------ Kutipan Dokumen ------
Ajaran aliran Madhyamika tidak bisa dipisahkan dari Nagarjuna, karenanya perumusan aliran Madhyamika yang berarti Jalan Tengah pun tidak bisa dilepaskan dari sejarah intelektual dan spiritual pendirinya, Nagarjuna yang mengalami tradisi Abhidharma dan Prajnaparamita.

Kaum Abhidharma menjalankan praktik-praktik Buddhis awal dengan mendefinisikan dan merenungkan faktor-faktor sementara (dharma) dalam muncul dan lenyapnya segala sesuatu (realitas).

Teks-teks Abhidharma, yang juga dipelajari Nagarjuna dalam aliran Sarvastivadin (leluhur Mahayana, pemisahan dari kaum Sthaviravada) yang menganalisa, menjelaskan, dan mensistematisasikan ajaran kanonik awal Sang Buddha menerangkan tentang keberadaan, sebab-sebab dan kondisi-kondisinya, serta kebebasan dari kebodohan dan penderitaan.

Bagi kaum Abhidharma, usaha untuk mencapai pemahaman seperti itu bukanlah bersifat spekulatif, melainkan harus teruji dalam pengalaman meditasi melalui suatu persepsi langsung terhadap faktor-faktor yang mengkondisikan kemelekatan pribadi dan penipuan diri atau kekhayalan.
------
Yang Ditanyakan =>
1) Jawab pertanyaan berikut berdasarkan teks tentang aliran Madhyamika.
(a) Apa arti nama aliran Madhyamika?
(b) Dalam aliran apa Nagarjuna mempelajari teks-teks Abhidharma?
(c) Bagi kaum Abhidharma, usaha mencapai pemahaman harus teruji dalam apa?
2) Tentukan apakah setiap pernyataan di bawah ini sesuai dengan teks tentang aliran Madhyamika, lalu kutip kata-kata dari teks yang menjadi dasarnya.
(a) Nagarjuna mengalami tradisi Abhidharma dan Prajnaparamita.
(b) Bagi kaum Abhidharma, usaha mencapai pemahaman bersifat spekulatif.
(c) Aliran Sarvastivadin disebut sebagai leluhur Mahayana.
------ Cuplikan Data ------
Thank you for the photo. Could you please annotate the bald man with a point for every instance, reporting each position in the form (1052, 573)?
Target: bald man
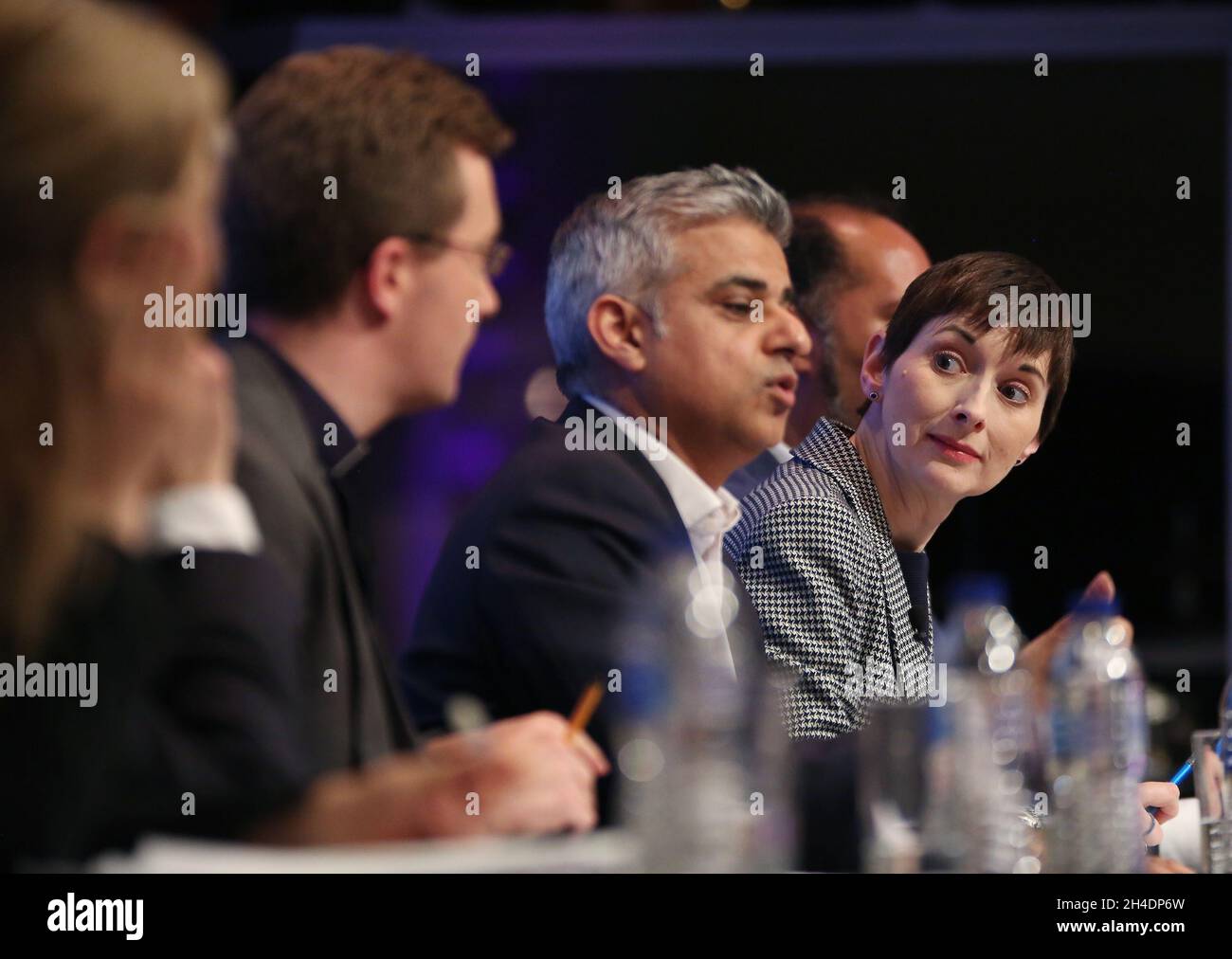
------
Daftar Jawaban =>
1)
(a) Jalan Tengah.
(b) Dalam aliran Sarvastivadin.
(c) Dalam pengalaman meditasi.

2)
(a) Ya: "Nagarjuna yang mengalami tradisi Abhidharma dan Prajnaparamita"
(b) Tidak: "bukanlah bersifat spekulatif"
(c) Ya: "leluhur Mahayana"